WHAT NEEDS TO BE DONE:
Please print each of the entries below exactly.

Phrase grounding data:
----
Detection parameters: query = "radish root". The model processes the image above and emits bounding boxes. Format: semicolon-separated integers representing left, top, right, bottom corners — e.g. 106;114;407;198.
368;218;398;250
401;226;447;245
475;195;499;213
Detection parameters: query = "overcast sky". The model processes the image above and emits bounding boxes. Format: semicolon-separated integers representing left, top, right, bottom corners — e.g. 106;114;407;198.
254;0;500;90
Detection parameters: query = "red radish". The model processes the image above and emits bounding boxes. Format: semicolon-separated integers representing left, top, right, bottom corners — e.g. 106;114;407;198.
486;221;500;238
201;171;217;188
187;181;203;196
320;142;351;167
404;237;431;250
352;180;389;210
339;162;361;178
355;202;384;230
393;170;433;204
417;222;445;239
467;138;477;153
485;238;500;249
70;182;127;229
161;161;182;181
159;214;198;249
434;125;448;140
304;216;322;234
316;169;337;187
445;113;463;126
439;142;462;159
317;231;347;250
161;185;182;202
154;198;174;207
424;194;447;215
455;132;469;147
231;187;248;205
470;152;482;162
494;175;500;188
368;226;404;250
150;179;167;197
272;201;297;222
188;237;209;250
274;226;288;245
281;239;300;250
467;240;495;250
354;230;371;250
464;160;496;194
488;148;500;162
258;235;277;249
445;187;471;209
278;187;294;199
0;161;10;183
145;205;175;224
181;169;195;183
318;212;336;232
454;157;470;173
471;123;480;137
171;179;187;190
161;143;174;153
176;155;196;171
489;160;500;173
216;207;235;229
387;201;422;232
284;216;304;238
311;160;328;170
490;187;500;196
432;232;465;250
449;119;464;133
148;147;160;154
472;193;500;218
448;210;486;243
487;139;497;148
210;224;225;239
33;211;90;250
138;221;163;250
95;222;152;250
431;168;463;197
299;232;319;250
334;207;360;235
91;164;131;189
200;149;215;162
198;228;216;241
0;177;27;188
----
THE ANSWER:
Detection parameters: query = "radish root". The model processes the image above and emits bounding boxes. Format: semicolon-separated integers representing left, top, right, bottom corners — e.g. 106;114;407;198.
368;218;398;250
401;226;447;245
475;195;499;213
Detection parameters: query = "overcast sky". The model processes the image above and emits bounding boxes. Format: semicolon-separated integers representing left, top, right, bottom corners — e.g. 106;114;407;198.
254;0;500;90
Detection parameters: query = "red radish". The model processes the image above and emits bounding boxes. Format: semicolon-separated integers representing left, top, right, bottom corners — e.g. 106;114;407;198.
486;221;500;238
201;171;217;188
187;181;203;196
320;142;351;167
404;237;431;250
352;180;389;210
339;162;361;178
355;202;384;230
393;170;433;204
417;222;445;239
467;138;477;153
485;238;500;249
70;182;127;229
161;161;182;181
159;214;198;249
434;125;448;140
304;216;322;234
316;169;337;187
445;113;463;126
439;142;462;159
317;231;347;250
161;185;182;202
154;198;174;207
424;194;447;215
455;132;469;147
231;187;248;205
470;152;482;162
494;175;500;188
368;226;404;250
150;179;167;197
272;201;297;222
188;237;209;250
274;226;288;245
281;239;300;250
467;240;495;250
354;230;371;250
464;160;496;194
488;148;500;162
258;235;277;249
445;187;471;209
278;187;294;199
0;161;10;183
145;205;175;224
181;169;195;183
318;212;336;232
454;157;470;173
471;123;480;137
171;179;187;190
161;143;174;153
176;155;196;171
489;160;500;173
216;207;235;229
387;201;422;232
284;216;304;238
311;160;328;170
490;187;500;196
432;232;465;250
449;119;464;133
148;147;160;154
472;193;500;218
448;210;486;243
487;139;497;148
210;224;225;239
33;211;90;250
138;221;163;250
95;222;152;250
431;168;463;197
299;232;319;250
334;207;360;235
91;164;131;189
200;149;215;162
198;228;216;241
0;177;27;188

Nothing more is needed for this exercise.